Entries drawn from a collection:
━━━━━━
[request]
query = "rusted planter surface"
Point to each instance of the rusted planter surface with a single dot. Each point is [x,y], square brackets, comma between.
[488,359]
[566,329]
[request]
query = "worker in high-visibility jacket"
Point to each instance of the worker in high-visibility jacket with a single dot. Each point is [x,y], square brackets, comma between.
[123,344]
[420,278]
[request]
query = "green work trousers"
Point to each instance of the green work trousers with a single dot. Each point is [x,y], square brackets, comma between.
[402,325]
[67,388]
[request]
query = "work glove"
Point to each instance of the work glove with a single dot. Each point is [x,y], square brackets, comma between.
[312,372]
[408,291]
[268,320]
━━━━━━
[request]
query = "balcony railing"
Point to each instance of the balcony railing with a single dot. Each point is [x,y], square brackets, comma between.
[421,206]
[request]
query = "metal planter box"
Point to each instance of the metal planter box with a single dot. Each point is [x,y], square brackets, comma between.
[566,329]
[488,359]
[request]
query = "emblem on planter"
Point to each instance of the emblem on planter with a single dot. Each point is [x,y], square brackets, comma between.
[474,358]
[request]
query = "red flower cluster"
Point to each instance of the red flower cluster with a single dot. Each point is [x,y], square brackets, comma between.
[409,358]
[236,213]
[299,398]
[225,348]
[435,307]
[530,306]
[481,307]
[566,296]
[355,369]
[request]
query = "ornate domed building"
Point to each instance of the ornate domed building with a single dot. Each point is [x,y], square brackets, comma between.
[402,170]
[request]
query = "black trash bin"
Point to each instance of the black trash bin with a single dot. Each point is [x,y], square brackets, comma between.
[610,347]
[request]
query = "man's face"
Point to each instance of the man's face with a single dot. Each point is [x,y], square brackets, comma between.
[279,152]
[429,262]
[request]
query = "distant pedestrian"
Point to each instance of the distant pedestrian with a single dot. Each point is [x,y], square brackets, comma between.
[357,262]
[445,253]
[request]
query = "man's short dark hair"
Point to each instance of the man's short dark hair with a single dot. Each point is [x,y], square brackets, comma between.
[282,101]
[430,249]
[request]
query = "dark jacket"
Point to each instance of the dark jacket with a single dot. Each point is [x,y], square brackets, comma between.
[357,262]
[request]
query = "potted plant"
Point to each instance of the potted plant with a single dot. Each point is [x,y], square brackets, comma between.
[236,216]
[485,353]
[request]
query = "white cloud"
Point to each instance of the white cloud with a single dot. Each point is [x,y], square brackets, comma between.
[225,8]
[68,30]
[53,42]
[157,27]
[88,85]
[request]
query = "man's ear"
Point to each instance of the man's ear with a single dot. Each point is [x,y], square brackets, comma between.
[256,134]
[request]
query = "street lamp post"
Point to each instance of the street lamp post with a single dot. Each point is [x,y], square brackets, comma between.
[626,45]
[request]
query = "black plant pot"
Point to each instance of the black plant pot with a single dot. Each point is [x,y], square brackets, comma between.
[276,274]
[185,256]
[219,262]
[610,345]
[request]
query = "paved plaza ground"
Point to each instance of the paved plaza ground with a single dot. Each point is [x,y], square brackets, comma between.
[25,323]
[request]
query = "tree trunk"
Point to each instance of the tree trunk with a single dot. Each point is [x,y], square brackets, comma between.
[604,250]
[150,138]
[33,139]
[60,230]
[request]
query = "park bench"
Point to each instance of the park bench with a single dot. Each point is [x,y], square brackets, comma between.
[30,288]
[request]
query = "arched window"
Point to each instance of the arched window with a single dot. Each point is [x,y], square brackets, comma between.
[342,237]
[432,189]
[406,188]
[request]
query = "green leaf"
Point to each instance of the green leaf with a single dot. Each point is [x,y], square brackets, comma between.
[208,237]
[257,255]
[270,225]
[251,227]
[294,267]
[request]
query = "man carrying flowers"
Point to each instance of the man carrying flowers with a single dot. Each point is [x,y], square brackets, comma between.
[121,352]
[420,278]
━━━━━━
Please count the lines above that contain the string "leaf", treating uppercase and lowercase as different, and reply with only that number.

* [Result for this task] 2